Task statement: Copy out every line in the data below that contains the word "blue".

Stored rows:
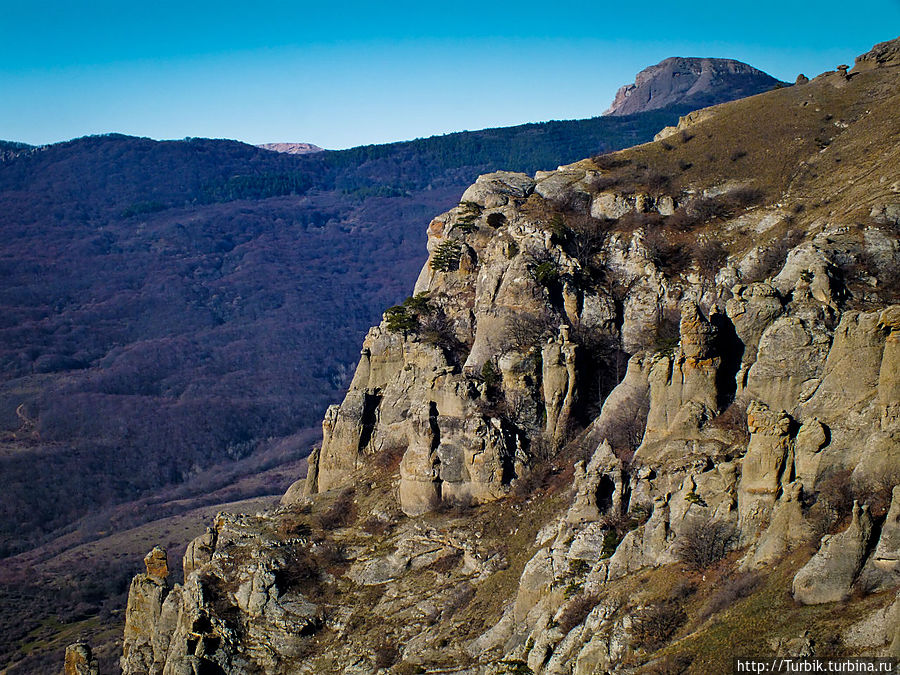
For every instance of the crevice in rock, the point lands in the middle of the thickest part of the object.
(369, 419)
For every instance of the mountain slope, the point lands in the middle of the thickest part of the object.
(692, 82)
(177, 315)
(497, 494)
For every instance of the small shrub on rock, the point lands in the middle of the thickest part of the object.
(577, 611)
(704, 542)
(652, 626)
(446, 256)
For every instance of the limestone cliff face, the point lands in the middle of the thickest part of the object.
(696, 82)
(565, 417)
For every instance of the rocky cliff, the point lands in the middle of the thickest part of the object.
(640, 414)
(697, 82)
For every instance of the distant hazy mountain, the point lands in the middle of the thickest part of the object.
(691, 82)
(174, 314)
(291, 148)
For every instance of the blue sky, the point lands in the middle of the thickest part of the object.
(340, 74)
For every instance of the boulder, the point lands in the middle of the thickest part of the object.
(830, 573)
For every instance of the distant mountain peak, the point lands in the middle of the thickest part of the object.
(291, 148)
(697, 82)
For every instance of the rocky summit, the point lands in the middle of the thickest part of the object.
(640, 414)
(696, 82)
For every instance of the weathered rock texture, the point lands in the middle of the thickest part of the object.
(565, 416)
(696, 82)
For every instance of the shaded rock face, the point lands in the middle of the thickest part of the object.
(79, 660)
(828, 576)
(697, 82)
(752, 426)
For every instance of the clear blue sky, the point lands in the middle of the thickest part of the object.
(340, 74)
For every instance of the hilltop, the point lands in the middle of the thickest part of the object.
(179, 314)
(638, 415)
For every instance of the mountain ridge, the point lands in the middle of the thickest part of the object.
(696, 82)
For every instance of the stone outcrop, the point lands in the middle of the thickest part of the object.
(690, 82)
(144, 648)
(495, 449)
(829, 575)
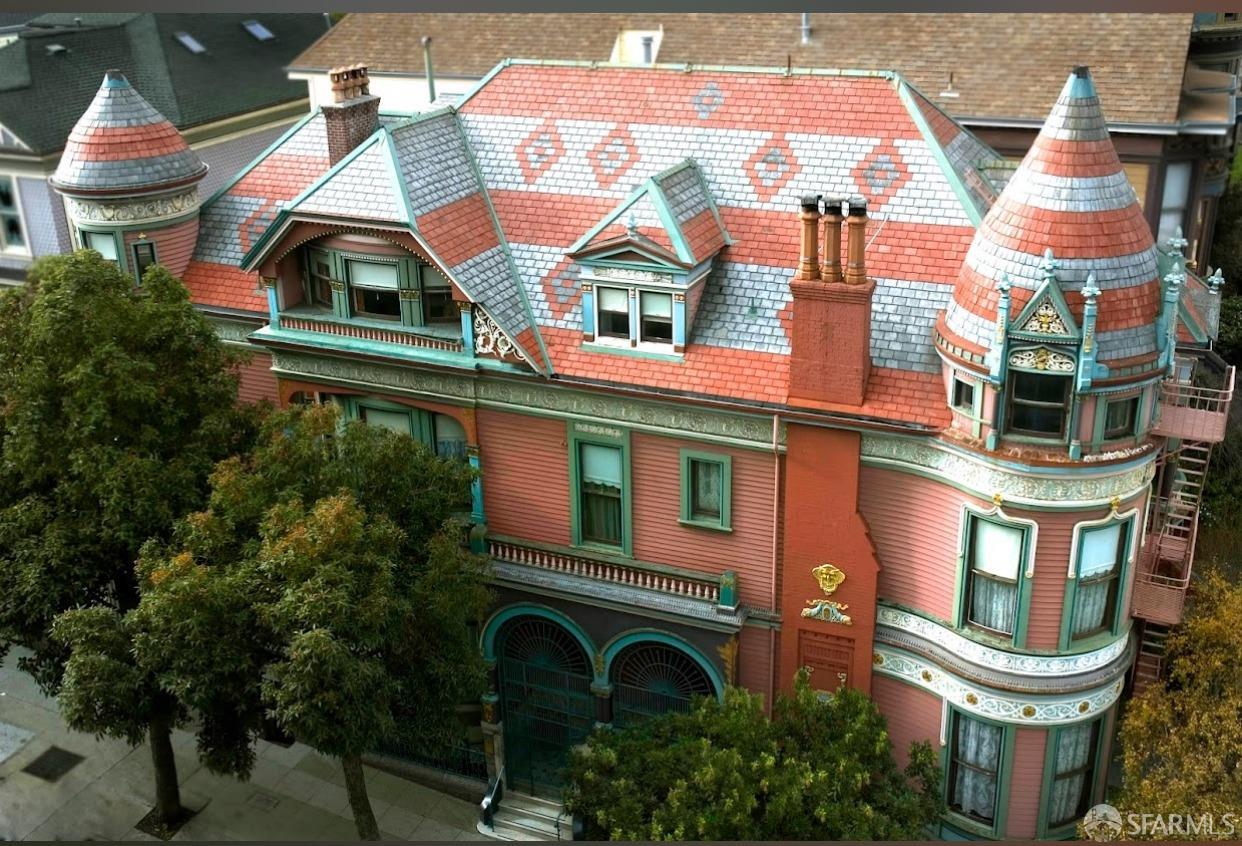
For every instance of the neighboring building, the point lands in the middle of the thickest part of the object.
(1171, 113)
(217, 77)
(933, 442)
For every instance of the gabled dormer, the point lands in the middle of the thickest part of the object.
(645, 265)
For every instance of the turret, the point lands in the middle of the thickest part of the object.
(131, 181)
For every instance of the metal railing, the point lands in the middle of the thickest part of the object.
(681, 584)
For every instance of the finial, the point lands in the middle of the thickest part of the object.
(1048, 265)
(1176, 244)
(1089, 288)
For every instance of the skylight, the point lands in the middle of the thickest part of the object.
(257, 30)
(190, 42)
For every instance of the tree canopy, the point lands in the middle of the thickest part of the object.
(1181, 742)
(817, 769)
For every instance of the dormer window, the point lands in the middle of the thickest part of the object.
(1038, 403)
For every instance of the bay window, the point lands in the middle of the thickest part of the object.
(974, 768)
(1097, 584)
(994, 565)
(1073, 773)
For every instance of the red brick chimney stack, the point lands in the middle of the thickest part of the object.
(830, 337)
(354, 112)
(856, 226)
(830, 268)
(809, 263)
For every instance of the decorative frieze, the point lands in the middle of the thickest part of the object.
(137, 210)
(1000, 660)
(1067, 490)
(995, 705)
(743, 430)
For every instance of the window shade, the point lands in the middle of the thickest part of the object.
(102, 242)
(601, 465)
(373, 275)
(1099, 548)
(657, 304)
(996, 549)
(614, 300)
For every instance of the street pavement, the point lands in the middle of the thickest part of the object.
(293, 793)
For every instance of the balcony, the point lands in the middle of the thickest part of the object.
(1195, 405)
(706, 593)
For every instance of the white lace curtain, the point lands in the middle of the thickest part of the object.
(978, 754)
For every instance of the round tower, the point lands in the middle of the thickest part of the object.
(1058, 329)
(131, 181)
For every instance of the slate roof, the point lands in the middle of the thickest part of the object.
(1004, 66)
(503, 186)
(42, 93)
(123, 144)
(1069, 195)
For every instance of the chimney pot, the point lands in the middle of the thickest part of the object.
(809, 260)
(856, 226)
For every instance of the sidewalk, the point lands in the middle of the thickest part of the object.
(293, 794)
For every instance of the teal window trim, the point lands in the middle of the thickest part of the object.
(1045, 830)
(725, 462)
(955, 819)
(965, 560)
(1129, 523)
(133, 254)
(614, 436)
(117, 240)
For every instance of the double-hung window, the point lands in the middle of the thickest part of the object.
(600, 490)
(1096, 593)
(1073, 773)
(1038, 403)
(656, 317)
(373, 288)
(975, 755)
(13, 232)
(706, 482)
(614, 313)
(994, 565)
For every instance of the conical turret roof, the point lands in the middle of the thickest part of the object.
(123, 145)
(1071, 195)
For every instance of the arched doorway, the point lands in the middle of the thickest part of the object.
(651, 678)
(545, 701)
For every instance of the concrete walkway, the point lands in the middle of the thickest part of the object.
(293, 794)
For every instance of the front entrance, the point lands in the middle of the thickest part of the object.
(545, 702)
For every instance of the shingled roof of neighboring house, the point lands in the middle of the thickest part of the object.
(1005, 67)
(51, 72)
(502, 188)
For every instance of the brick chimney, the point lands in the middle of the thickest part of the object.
(354, 112)
(831, 314)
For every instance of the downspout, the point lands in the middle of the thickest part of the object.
(771, 632)
(431, 75)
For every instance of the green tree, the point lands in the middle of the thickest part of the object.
(114, 405)
(819, 769)
(1181, 742)
(326, 586)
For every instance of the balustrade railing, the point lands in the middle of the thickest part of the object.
(719, 590)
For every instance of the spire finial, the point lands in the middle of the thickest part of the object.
(1048, 265)
(1089, 288)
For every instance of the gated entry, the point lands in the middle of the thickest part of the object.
(547, 702)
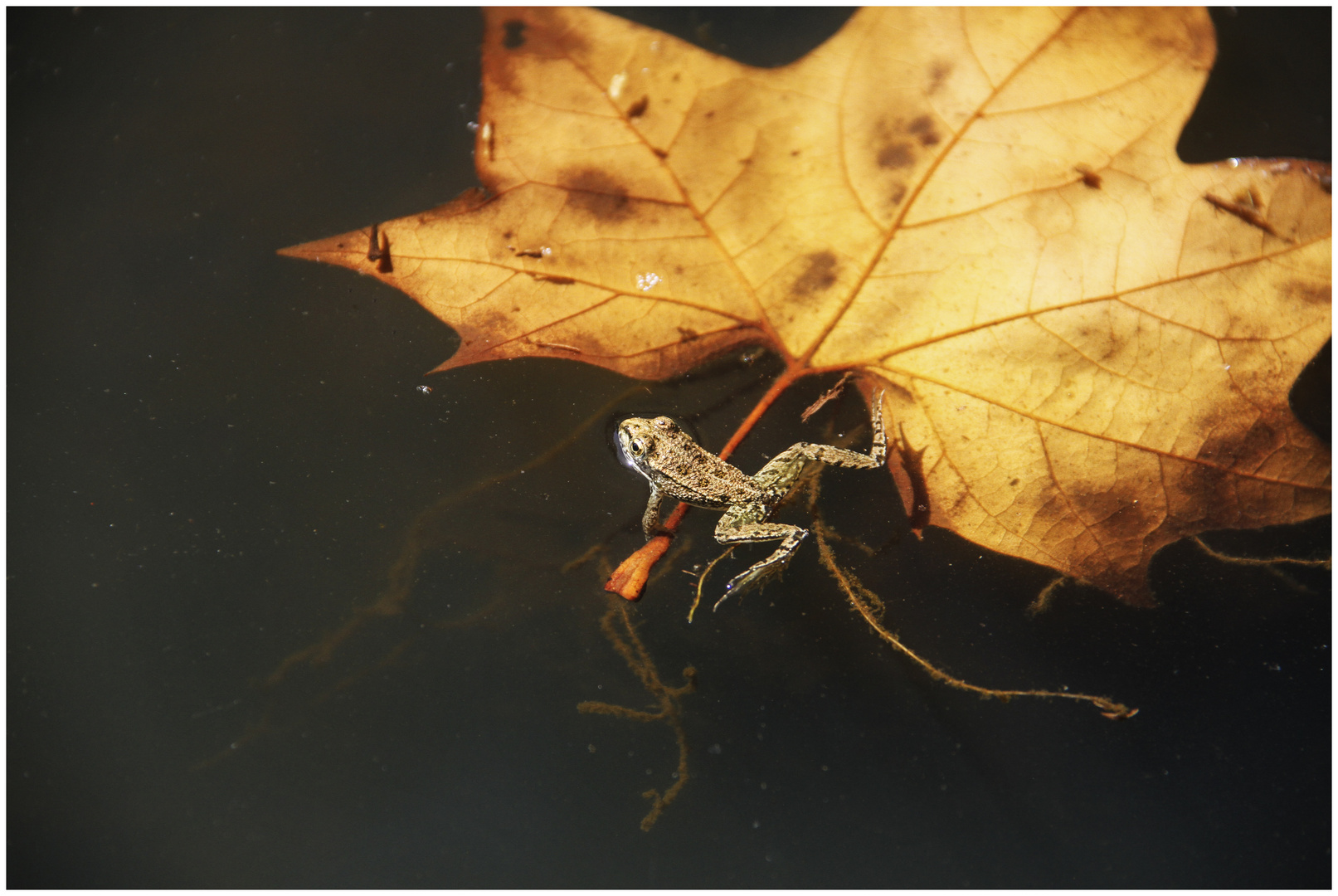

Solution to the exercise:
For every instance of the blue sky, the point lands in the middle of the thickest part of the object.
For every instance of the clear blue sky, the point lands in the middle of the thickest part of the object.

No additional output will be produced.